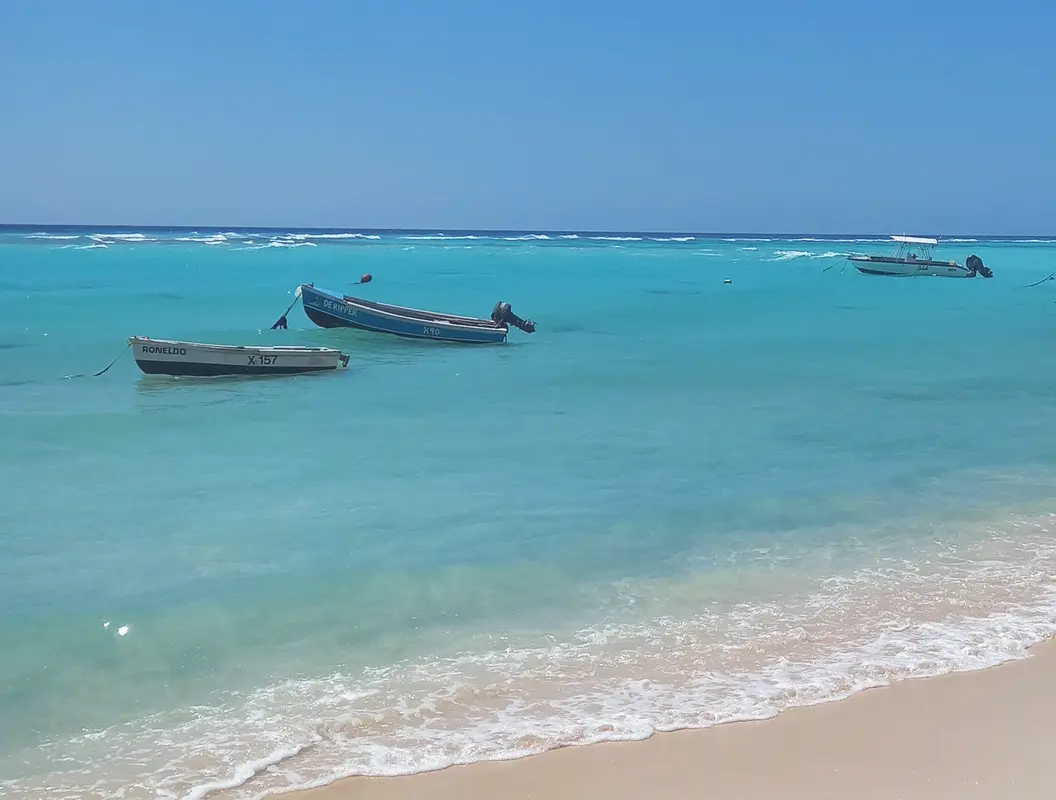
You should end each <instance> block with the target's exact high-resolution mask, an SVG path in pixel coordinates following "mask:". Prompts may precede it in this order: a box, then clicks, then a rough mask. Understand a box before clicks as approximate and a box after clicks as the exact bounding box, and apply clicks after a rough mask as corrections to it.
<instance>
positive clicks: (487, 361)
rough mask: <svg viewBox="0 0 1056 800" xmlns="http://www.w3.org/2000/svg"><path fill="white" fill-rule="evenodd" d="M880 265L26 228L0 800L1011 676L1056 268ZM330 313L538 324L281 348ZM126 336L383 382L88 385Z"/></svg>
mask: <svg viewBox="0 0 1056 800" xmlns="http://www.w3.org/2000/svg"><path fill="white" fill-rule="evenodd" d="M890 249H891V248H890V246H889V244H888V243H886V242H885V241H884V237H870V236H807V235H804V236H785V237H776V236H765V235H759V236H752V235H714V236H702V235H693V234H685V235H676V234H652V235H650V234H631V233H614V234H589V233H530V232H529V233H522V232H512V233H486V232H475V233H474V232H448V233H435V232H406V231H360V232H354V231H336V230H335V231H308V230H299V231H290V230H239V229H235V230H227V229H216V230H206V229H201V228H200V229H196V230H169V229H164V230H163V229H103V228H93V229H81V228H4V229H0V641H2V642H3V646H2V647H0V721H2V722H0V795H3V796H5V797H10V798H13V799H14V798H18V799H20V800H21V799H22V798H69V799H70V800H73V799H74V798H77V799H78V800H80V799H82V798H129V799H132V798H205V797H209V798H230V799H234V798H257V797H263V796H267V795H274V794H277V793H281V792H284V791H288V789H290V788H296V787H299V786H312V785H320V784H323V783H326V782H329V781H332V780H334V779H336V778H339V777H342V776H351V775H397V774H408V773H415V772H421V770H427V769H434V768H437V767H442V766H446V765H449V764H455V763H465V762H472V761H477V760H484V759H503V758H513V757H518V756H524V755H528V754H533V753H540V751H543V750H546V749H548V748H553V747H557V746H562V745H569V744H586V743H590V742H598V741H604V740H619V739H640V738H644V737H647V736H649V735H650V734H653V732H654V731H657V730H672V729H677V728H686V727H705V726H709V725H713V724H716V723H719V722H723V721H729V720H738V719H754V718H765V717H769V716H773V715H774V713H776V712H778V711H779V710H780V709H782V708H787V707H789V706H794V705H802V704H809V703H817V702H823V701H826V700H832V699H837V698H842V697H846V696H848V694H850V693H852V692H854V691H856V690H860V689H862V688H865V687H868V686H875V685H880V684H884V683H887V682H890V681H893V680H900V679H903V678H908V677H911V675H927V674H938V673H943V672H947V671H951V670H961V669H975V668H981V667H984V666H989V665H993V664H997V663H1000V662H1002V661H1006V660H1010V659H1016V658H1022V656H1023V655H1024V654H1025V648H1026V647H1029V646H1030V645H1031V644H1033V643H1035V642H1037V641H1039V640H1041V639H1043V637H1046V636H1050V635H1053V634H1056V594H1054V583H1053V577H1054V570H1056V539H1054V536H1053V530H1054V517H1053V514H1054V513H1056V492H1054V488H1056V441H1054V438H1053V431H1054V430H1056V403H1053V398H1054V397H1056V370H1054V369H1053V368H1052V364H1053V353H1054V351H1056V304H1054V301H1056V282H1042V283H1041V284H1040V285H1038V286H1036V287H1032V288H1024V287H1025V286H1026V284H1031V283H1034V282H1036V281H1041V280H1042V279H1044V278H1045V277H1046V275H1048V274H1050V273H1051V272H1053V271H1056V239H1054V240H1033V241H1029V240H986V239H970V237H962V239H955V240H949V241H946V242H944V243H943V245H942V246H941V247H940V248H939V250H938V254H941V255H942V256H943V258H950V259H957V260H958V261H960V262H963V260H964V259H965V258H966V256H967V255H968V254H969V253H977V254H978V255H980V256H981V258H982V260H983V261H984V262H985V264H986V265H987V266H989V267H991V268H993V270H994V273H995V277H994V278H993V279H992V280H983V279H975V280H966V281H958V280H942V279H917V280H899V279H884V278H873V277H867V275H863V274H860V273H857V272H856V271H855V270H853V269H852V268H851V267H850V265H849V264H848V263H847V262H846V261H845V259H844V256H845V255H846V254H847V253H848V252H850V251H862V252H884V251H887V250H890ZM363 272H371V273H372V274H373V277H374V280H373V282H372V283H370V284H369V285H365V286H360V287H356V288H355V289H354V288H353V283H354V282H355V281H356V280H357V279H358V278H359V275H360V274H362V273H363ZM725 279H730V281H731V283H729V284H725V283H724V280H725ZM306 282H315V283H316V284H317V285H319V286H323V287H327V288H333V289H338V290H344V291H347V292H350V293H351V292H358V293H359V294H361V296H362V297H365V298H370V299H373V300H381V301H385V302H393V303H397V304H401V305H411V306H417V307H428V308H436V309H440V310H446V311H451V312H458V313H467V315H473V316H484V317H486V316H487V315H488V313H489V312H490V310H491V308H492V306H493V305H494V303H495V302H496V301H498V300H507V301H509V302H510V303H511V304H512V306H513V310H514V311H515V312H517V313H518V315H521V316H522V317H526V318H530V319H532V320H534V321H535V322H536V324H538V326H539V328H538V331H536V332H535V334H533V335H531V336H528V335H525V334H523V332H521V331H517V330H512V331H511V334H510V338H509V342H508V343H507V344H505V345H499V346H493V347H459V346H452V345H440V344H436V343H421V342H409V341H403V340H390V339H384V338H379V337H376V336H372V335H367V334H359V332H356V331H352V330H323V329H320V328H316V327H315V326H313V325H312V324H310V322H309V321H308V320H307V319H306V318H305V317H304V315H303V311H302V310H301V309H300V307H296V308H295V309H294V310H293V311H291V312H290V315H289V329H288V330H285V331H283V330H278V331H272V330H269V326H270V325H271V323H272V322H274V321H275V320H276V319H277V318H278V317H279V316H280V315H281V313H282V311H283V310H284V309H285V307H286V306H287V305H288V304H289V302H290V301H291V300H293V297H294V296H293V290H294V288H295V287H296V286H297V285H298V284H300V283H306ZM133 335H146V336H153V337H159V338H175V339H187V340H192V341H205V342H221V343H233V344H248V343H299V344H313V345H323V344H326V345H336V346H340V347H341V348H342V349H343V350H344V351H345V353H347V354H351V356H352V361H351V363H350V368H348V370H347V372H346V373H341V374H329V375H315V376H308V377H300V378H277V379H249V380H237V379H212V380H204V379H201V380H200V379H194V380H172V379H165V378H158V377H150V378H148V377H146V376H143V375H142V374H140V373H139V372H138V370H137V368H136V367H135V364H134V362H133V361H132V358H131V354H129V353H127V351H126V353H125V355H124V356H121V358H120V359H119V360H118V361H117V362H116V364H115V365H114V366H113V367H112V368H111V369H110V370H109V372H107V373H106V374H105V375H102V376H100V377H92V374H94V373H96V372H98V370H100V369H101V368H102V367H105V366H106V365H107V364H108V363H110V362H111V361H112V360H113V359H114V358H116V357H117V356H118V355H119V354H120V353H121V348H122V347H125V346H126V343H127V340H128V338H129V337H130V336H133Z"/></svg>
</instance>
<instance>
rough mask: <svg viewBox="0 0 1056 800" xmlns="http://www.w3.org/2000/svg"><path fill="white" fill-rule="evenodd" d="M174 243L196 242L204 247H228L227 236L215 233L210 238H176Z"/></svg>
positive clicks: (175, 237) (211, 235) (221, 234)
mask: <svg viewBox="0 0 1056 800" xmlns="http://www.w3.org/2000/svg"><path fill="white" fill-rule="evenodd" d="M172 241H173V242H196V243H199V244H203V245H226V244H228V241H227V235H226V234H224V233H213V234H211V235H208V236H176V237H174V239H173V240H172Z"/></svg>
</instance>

____________________

Copy out all of the data word for word. Do not carry over any picture.

You should end each <instance> block with the target's exact high-resolution mask, an SVG path in pixel coordinates following "mask:". Prompts may precede it in this order: a box, then clicks, then a rough mask. Understand a box before clicks as approximate and a box after clicks as the exact bounding box, and apply clicks after a rough mask as corrections to it.
<instance>
positive clicks: (487, 361)
rough mask: <svg viewBox="0 0 1056 800" xmlns="http://www.w3.org/2000/svg"><path fill="white" fill-rule="evenodd" d="M880 265L26 228L0 800L1011 676L1056 268ZM330 313L538 324L281 348ZM126 336L383 382L88 385Z"/></svg>
mask: <svg viewBox="0 0 1056 800" xmlns="http://www.w3.org/2000/svg"><path fill="white" fill-rule="evenodd" d="M890 249H891V248H890V246H889V244H888V243H886V242H885V241H884V237H870V236H807V235H804V236H785V237H776V236H765V235H759V236H752V235H714V236H702V235H693V234H685V235H676V234H652V235H650V234H631V233H614V234H589V233H530V232H529V233H522V232H512V233H486V232H475V233H474V232H448V233H435V232H406V231H360V232H354V231H336V230H335V231H308V230H299V231H290V230H239V229H235V230H227V229H216V230H206V229H201V228H200V229H196V230H169V229H164V230H163V229H103V228H93V229H81V228H4V229H0V641H2V642H3V646H2V647H0V721H2V722H0V795H3V796H5V797H10V798H13V799H14V798H18V799H20V800H21V799H22V798H69V799H70V800H73V799H74V798H77V799H78V800H80V799H82V798H129V799H132V798H205V797H209V798H230V799H234V798H257V797H263V796H267V795H274V794H277V793H281V792H284V791H288V789H290V788H296V787H299V786H312V785H320V784H323V783H326V782H329V781H332V780H334V779H336V778H339V777H342V776H351V775H397V774H408V773H415V772H421V770H427V769H434V768H437V767H442V766H446V765H449V764H455V763H465V762H472V761H477V760H484V759H503V758H513V757H518V756H524V755H528V754H533V753H540V751H543V750H546V749H548V748H553V747H557V746H562V745H569V744H586V743H590V742H598V741H604V740H619V739H640V738H644V737H647V736H649V735H650V734H653V732H654V731H657V730H672V729H677V728H686V727H705V726H709V725H713V724H716V723H719V722H723V721H729V720H738V719H754V718H765V717H769V716H773V715H774V713H776V712H778V711H779V710H780V709H782V708H787V707H789V706H794V705H802V704H809V703H817V702H823V701H826V700H832V699H837V698H842V697H846V696H848V694H850V693H852V692H854V691H856V690H860V689H862V688H865V687H868V686H875V685H880V684H884V683H887V682H890V681H893V680H900V679H903V678H908V677H911V675H927V674H938V673H943V672H947V671H951V670H961V669H975V668H981V667H984V666H989V665H993V664H997V663H1000V662H1002V661H1006V660H1010V659H1016V658H1022V656H1023V655H1024V654H1025V648H1026V647H1029V646H1030V645H1031V644H1033V643H1035V642H1037V641H1039V640H1041V639H1043V637H1046V636H1050V635H1053V634H1056V594H1054V583H1053V577H1054V570H1056V539H1054V536H1053V530H1054V517H1053V514H1054V513H1056V492H1054V488H1056V441H1054V438H1053V431H1054V430H1056V403H1053V398H1054V397H1056V370H1054V369H1053V368H1052V364H1053V353H1054V351H1056V304H1054V301H1056V282H1042V283H1041V284H1040V285H1038V286H1036V287H1032V288H1024V287H1025V286H1026V284H1031V283H1034V282H1036V281H1041V280H1042V279H1044V278H1045V277H1046V275H1048V274H1050V273H1051V272H1053V271H1056V239H1054V240H1033V241H1029V240H986V239H970V237H962V239H955V240H949V241H946V242H944V243H943V245H942V246H941V247H940V248H939V250H938V254H941V255H942V256H943V258H950V259H957V260H958V261H960V262H963V260H964V259H965V258H966V256H967V255H968V254H969V253H977V254H978V255H980V256H981V258H982V260H983V261H984V262H985V264H986V265H987V266H989V267H991V268H993V270H994V273H995V277H994V278H993V279H992V280H983V279H975V280H966V281H958V280H942V279H917V280H899V279H884V278H873V277H867V275H863V274H860V273H857V272H856V271H855V270H853V269H852V268H851V267H850V265H849V264H848V263H847V262H846V261H845V259H844V256H845V255H846V254H847V253H848V252H850V251H862V252H884V251H887V250H890ZM363 272H371V273H372V274H373V277H374V280H373V282H372V283H370V284H369V285H365V286H360V287H356V288H355V289H354V288H353V283H354V282H355V281H356V280H357V279H358V278H359V275H360V274H362V273H363ZM725 279H730V281H731V283H729V284H725V283H724V280H725ZM306 282H315V283H316V284H317V285H319V286H323V287H327V288H333V289H338V290H344V291H347V292H350V293H351V292H358V293H359V294H361V296H362V297H365V298H370V299H373V300H381V301H385V302H393V303H397V304H401V305H411V306H417V307H428V308H436V309H440V310H446V311H451V312H458V313H467V315H473V316H484V317H486V316H487V315H488V313H489V312H490V310H491V308H492V306H493V305H494V303H495V302H496V301H498V300H507V301H509V302H510V303H511V304H512V306H513V310H514V311H515V312H517V313H518V315H521V316H522V317H526V318H530V319H532V320H534V321H535V322H536V324H538V326H539V328H538V331H536V332H535V334H533V335H531V336H528V335H525V334H523V332H521V331H517V330H512V331H511V334H510V338H509V342H508V343H507V344H505V345H499V346H493V347H459V346H452V345H440V344H436V343H421V342H409V341H403V340H390V339H384V338H379V337H376V336H372V335H367V334H359V332H356V331H352V330H323V329H320V328H316V327H315V326H313V325H312V324H310V322H309V321H308V320H307V319H306V318H305V317H304V315H303V311H302V310H301V309H300V307H296V308H295V309H294V310H293V311H291V312H290V315H289V329H288V330H285V331H283V330H278V331H272V330H269V326H270V325H271V323H272V322H274V321H275V320H276V319H277V318H278V317H279V316H280V315H281V313H282V311H283V310H284V309H285V307H286V306H287V305H288V304H289V302H290V301H291V300H293V297H294V296H293V290H294V288H295V287H296V286H297V285H298V284H300V283H306ZM133 335H146V336H153V337H159V338H175V339H187V340H192V341H205V342H221V343H233V344H248V343H299V344H313V345H323V344H326V345H336V346H340V347H341V348H342V349H343V350H344V351H345V353H347V354H351V356H352V361H351V363H350V368H348V370H347V372H346V373H341V374H329V375H315V376H308V377H300V378H277V379H249V380H237V379H212V380H204V379H201V380H200V379H194V380H172V379H165V378H158V377H150V378H148V377H146V376H143V375H142V374H140V373H139V372H138V370H137V368H136V367H135V364H134V362H133V361H132V358H131V354H129V353H127V351H126V353H125V355H124V356H121V358H120V359H119V360H118V361H117V362H116V364H115V365H114V366H113V367H112V368H111V369H110V370H109V372H107V373H106V374H105V375H102V376H100V377H92V374H94V373H96V372H98V370H100V369H101V368H102V367H105V366H106V365H107V364H108V363H110V362H111V361H112V360H113V359H114V358H116V357H117V356H118V355H119V354H120V353H121V348H122V347H125V346H126V343H127V340H128V338H129V337H130V336H133Z"/></svg>
</instance>
<instance>
rough mask: <svg viewBox="0 0 1056 800" xmlns="http://www.w3.org/2000/svg"><path fill="white" fill-rule="evenodd" d="M174 243L196 242L204 247H228L227 236L215 233L210 238H176Z"/></svg>
positive clicks: (175, 237) (211, 235) (221, 234)
mask: <svg viewBox="0 0 1056 800" xmlns="http://www.w3.org/2000/svg"><path fill="white" fill-rule="evenodd" d="M172 241H173V242H196V243H199V244H203V245H226V244H228V241H227V235H226V234H224V233H213V234H211V235H208V236H176V237H174V239H173V240H172Z"/></svg>
</instance>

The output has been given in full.